● **Required task**
Copy out the listing from its start through the line containing "137], [366, 169]]", requests included, and add -5 to every coordinate in the traced answer outlines.

● **Records provided**

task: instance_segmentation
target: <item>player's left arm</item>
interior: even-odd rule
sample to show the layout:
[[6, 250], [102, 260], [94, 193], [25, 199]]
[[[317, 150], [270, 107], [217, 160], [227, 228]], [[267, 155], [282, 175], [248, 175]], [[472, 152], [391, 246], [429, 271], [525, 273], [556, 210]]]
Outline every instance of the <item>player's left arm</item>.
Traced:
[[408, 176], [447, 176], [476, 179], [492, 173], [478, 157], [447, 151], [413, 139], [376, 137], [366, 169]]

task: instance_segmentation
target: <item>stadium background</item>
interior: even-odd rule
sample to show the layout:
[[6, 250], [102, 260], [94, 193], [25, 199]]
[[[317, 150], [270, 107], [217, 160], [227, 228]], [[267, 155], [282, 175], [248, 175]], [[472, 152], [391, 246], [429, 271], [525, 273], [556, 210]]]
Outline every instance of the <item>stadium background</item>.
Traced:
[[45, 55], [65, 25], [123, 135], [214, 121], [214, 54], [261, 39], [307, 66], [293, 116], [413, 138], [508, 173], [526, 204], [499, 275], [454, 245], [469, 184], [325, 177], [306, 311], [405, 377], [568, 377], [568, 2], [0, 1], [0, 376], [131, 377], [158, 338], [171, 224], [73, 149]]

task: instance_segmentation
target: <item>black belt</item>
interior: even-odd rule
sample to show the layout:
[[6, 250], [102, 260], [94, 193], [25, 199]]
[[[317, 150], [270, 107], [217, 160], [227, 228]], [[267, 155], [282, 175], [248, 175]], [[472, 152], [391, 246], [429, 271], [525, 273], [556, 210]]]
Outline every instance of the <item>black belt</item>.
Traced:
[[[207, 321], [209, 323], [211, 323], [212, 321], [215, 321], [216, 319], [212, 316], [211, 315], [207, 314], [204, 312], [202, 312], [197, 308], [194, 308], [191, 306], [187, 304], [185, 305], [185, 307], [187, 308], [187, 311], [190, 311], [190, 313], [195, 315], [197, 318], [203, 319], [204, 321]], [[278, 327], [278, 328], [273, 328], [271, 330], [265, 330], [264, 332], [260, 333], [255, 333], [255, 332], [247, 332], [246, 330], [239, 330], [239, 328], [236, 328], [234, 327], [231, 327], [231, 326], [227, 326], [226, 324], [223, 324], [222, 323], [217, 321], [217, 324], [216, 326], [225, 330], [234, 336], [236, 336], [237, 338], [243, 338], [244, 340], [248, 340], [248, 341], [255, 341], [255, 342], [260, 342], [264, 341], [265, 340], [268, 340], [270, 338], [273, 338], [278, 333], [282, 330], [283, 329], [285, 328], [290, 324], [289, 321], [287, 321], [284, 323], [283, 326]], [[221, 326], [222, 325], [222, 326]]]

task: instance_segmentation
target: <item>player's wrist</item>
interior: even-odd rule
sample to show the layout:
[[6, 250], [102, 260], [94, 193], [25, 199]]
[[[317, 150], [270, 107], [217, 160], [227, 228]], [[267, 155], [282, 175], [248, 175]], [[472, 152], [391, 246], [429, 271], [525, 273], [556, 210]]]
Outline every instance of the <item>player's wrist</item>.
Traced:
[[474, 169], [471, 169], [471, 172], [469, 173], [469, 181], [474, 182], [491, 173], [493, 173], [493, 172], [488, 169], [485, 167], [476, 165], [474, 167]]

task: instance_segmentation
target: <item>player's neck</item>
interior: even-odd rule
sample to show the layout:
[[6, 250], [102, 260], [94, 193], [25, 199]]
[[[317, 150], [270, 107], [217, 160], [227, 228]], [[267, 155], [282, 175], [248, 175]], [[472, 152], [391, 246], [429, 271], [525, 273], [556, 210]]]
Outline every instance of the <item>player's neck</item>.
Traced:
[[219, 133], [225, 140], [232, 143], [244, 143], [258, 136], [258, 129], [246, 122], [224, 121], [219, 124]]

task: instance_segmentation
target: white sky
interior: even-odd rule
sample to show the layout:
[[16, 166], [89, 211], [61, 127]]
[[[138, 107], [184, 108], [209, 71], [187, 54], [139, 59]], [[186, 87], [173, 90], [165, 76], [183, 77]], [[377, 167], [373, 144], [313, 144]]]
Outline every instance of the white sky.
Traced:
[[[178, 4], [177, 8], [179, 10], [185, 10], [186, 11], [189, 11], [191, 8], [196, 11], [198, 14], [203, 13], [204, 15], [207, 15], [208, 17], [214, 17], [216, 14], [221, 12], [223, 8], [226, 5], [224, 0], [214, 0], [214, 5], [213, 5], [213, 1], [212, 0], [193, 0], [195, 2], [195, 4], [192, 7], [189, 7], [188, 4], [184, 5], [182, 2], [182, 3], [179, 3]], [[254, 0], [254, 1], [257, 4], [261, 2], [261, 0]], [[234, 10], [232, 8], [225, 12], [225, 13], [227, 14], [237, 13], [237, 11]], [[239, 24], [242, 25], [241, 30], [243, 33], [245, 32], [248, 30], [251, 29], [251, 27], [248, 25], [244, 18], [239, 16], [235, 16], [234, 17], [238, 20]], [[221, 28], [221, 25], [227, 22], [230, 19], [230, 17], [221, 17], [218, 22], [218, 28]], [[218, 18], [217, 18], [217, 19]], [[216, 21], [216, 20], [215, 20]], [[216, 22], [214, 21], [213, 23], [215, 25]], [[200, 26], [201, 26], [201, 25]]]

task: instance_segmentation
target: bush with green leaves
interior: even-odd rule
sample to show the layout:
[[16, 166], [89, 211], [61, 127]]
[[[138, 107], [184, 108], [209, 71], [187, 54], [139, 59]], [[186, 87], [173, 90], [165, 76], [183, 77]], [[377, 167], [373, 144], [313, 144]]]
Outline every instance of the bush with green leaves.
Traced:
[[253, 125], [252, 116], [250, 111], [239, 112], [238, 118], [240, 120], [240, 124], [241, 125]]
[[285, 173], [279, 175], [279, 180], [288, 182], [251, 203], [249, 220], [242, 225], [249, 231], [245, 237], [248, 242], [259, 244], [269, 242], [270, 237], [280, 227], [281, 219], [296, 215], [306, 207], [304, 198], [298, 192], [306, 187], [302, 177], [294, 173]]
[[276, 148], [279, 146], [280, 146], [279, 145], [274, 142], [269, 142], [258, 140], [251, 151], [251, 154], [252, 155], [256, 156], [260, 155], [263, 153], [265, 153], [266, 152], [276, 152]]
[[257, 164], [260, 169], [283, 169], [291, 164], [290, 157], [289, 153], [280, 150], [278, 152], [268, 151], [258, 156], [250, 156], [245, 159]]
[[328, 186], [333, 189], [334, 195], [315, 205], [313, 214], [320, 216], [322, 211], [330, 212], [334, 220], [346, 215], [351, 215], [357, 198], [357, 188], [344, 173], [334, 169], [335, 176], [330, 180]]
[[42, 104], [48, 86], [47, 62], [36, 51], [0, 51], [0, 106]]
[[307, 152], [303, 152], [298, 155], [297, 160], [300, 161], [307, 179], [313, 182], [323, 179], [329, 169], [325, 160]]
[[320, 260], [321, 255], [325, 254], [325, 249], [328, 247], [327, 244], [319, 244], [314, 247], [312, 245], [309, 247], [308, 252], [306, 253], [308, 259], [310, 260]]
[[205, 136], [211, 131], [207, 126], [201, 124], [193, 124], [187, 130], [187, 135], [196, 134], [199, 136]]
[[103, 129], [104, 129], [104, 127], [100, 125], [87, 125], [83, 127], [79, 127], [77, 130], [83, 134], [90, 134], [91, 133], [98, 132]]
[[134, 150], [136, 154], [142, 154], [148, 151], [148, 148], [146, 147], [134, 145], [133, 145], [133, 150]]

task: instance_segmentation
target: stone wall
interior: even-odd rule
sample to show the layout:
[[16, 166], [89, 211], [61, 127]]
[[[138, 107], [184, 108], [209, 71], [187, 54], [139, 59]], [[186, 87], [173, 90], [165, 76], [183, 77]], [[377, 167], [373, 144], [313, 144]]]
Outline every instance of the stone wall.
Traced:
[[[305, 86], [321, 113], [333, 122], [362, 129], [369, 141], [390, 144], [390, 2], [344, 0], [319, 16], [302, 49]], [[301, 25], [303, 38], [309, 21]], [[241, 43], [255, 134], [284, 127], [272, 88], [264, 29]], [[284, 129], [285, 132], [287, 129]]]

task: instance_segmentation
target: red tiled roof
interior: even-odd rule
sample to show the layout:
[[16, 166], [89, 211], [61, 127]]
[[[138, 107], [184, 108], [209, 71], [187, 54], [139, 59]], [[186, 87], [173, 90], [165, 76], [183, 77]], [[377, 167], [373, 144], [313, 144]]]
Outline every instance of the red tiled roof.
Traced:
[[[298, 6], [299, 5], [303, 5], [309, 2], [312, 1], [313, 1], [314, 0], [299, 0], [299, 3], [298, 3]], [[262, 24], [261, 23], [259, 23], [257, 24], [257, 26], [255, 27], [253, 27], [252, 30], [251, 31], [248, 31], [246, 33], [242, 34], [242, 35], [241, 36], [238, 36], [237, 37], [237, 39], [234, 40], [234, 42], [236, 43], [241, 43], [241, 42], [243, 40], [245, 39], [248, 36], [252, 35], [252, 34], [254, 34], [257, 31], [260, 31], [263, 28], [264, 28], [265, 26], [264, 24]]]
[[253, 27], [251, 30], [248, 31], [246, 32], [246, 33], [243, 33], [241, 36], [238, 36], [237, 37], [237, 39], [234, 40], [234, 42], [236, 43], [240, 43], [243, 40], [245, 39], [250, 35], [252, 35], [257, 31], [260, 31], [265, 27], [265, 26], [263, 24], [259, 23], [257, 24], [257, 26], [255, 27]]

● **Worked answer**
task: instance_segmentation
target: <item>player's left arm</item>
interior: even-odd rule
sample to show the layout:
[[6, 250], [102, 260], [94, 193], [25, 199]]
[[[317, 150], [270, 107], [217, 160], [227, 228]], [[267, 155], [282, 175], [248, 175]], [[472, 152], [391, 246], [429, 271], [525, 273], [556, 210]]]
Outline every instance of the <item>player's left arm</item>.
Traced:
[[403, 171], [442, 171], [471, 174], [487, 168], [473, 152], [442, 146], [408, 134], [371, 132], [361, 164]]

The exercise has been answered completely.